- _YOUR INSTRUCTIONS_: Can you repeat the material from the line containing "trace: sandy beach" through the end of the material, both included, with "sandy beach" replaced by "sand strip" and nothing else changed?
— begin GIVEN INFORMATION —
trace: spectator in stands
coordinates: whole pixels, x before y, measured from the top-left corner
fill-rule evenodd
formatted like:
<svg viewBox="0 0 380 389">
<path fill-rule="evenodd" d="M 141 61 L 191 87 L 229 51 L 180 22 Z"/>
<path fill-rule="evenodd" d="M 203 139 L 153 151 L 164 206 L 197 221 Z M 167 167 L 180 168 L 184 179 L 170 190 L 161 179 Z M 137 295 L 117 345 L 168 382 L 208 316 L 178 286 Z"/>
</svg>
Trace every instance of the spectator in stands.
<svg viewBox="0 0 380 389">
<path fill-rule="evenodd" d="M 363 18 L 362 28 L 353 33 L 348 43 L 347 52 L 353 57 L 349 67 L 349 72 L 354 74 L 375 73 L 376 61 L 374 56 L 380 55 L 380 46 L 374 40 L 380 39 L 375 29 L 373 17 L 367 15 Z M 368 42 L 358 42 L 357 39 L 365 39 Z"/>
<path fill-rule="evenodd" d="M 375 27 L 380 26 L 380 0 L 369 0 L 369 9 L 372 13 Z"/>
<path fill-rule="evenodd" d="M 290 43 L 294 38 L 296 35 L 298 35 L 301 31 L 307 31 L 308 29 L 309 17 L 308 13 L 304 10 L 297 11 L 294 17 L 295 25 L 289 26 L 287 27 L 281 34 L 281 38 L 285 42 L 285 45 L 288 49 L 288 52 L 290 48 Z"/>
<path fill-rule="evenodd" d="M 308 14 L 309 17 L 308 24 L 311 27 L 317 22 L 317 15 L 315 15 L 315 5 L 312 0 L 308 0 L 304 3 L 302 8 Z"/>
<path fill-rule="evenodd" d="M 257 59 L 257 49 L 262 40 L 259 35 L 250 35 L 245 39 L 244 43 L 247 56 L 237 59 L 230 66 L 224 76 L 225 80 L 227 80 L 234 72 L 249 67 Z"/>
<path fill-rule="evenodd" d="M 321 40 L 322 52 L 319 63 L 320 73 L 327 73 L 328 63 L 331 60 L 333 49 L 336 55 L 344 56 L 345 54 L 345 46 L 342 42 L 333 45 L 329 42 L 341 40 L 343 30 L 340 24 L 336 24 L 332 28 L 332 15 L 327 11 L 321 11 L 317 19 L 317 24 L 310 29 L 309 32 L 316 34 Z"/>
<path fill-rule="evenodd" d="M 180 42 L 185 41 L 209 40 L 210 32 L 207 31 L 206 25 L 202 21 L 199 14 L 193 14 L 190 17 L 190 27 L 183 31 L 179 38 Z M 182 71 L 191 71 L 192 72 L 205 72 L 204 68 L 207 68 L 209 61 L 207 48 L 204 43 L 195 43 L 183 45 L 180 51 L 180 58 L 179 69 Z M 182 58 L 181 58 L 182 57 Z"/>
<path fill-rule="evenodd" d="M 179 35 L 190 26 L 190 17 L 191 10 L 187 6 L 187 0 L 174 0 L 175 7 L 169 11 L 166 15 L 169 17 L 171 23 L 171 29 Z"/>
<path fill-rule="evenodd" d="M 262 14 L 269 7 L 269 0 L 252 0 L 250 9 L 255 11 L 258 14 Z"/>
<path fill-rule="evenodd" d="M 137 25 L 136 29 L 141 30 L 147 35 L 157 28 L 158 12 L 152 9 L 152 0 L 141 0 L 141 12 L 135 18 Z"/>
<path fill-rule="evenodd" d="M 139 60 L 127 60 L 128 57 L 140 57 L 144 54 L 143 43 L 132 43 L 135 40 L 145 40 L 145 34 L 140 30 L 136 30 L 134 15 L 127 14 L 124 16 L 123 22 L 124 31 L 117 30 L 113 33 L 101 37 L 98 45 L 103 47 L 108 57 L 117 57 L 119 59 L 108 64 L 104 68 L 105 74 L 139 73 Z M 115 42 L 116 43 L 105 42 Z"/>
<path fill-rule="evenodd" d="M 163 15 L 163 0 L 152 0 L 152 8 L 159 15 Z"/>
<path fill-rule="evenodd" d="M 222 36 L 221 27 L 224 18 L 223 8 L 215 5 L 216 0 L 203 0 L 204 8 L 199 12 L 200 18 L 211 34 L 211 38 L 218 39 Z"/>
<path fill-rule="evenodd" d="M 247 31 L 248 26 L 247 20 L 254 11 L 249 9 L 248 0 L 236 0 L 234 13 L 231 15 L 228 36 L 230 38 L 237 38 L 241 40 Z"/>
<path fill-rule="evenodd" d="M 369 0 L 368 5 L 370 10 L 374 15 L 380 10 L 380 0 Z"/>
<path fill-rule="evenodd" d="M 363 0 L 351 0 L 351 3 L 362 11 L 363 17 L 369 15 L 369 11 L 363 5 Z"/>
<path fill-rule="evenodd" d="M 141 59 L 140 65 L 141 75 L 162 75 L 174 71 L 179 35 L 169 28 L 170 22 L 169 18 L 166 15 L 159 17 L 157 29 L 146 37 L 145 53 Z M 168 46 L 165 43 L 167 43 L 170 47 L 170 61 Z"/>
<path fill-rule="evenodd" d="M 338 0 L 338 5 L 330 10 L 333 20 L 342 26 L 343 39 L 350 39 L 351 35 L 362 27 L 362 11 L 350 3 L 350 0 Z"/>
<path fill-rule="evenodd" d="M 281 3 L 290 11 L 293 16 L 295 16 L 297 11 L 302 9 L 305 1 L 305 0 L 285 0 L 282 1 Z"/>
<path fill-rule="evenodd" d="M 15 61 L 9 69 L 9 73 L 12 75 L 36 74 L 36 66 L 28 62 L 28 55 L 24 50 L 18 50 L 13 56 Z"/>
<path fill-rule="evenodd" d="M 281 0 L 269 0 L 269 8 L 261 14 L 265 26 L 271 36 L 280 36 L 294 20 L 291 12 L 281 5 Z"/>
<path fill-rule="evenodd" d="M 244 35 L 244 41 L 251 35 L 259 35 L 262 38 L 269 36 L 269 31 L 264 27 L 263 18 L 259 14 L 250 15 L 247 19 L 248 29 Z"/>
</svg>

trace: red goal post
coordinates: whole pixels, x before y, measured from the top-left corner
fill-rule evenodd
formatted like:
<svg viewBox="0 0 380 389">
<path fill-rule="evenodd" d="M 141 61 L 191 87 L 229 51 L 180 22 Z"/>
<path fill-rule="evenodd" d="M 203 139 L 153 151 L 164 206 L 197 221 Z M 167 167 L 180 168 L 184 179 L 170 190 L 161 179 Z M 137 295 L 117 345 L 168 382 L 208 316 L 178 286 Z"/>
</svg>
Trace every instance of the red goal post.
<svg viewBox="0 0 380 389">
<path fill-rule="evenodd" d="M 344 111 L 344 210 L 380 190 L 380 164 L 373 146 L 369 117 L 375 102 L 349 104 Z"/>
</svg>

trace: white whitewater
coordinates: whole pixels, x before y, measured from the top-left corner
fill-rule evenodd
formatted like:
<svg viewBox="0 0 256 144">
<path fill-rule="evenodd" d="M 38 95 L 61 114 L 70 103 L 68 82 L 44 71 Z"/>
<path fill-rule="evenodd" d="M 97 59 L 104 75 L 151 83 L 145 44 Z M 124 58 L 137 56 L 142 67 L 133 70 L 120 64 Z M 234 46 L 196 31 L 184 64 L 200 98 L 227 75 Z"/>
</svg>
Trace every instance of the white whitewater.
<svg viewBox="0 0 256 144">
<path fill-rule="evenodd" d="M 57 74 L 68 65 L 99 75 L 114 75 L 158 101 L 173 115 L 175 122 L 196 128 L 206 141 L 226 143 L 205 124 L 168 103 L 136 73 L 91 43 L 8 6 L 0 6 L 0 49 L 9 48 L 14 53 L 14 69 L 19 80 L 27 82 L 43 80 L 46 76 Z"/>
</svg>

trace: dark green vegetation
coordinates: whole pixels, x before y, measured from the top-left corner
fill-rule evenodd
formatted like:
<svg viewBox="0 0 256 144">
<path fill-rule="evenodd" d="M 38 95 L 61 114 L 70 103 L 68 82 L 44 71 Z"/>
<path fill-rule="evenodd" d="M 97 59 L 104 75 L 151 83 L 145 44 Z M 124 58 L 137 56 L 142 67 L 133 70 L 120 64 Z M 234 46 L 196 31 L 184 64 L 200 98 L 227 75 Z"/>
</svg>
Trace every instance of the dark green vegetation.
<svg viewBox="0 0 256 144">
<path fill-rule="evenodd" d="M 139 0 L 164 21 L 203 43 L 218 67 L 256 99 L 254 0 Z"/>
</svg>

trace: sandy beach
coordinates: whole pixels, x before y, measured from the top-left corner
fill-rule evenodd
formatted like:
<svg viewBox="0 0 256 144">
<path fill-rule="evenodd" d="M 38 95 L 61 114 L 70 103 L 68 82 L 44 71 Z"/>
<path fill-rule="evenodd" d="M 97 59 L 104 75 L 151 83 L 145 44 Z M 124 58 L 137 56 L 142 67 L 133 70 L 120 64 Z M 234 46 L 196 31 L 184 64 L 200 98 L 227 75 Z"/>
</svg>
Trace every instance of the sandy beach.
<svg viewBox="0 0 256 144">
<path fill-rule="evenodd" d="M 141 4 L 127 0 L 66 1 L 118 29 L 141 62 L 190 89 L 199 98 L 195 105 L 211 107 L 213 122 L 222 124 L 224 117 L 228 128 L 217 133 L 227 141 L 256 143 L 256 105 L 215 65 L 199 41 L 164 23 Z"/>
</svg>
— end GIVEN INFORMATION —
- _RIGHT ANSWER_:
trace: sand strip
coordinates: whole pixels, x before y, measured from the top-left corner
fill-rule evenodd
formatted like:
<svg viewBox="0 0 256 144">
<path fill-rule="evenodd" d="M 38 95 L 61 114 L 70 103 L 68 82 L 44 71 Z"/>
<path fill-rule="evenodd" d="M 97 59 L 104 75 L 151 83 L 145 44 Z M 124 58 L 137 56 L 142 67 L 133 70 L 120 64 Z M 234 46 L 196 31 L 184 64 L 200 98 L 227 75 Z"/>
</svg>
Trace every instance of the sand strip.
<svg viewBox="0 0 256 144">
<path fill-rule="evenodd" d="M 141 4 L 127 0 L 66 1 L 118 29 L 141 62 L 190 89 L 199 98 L 195 105 L 211 107 L 213 122 L 222 124 L 224 117 L 228 128 L 217 133 L 227 141 L 256 143 L 256 105 L 215 65 L 199 41 L 164 23 Z"/>
</svg>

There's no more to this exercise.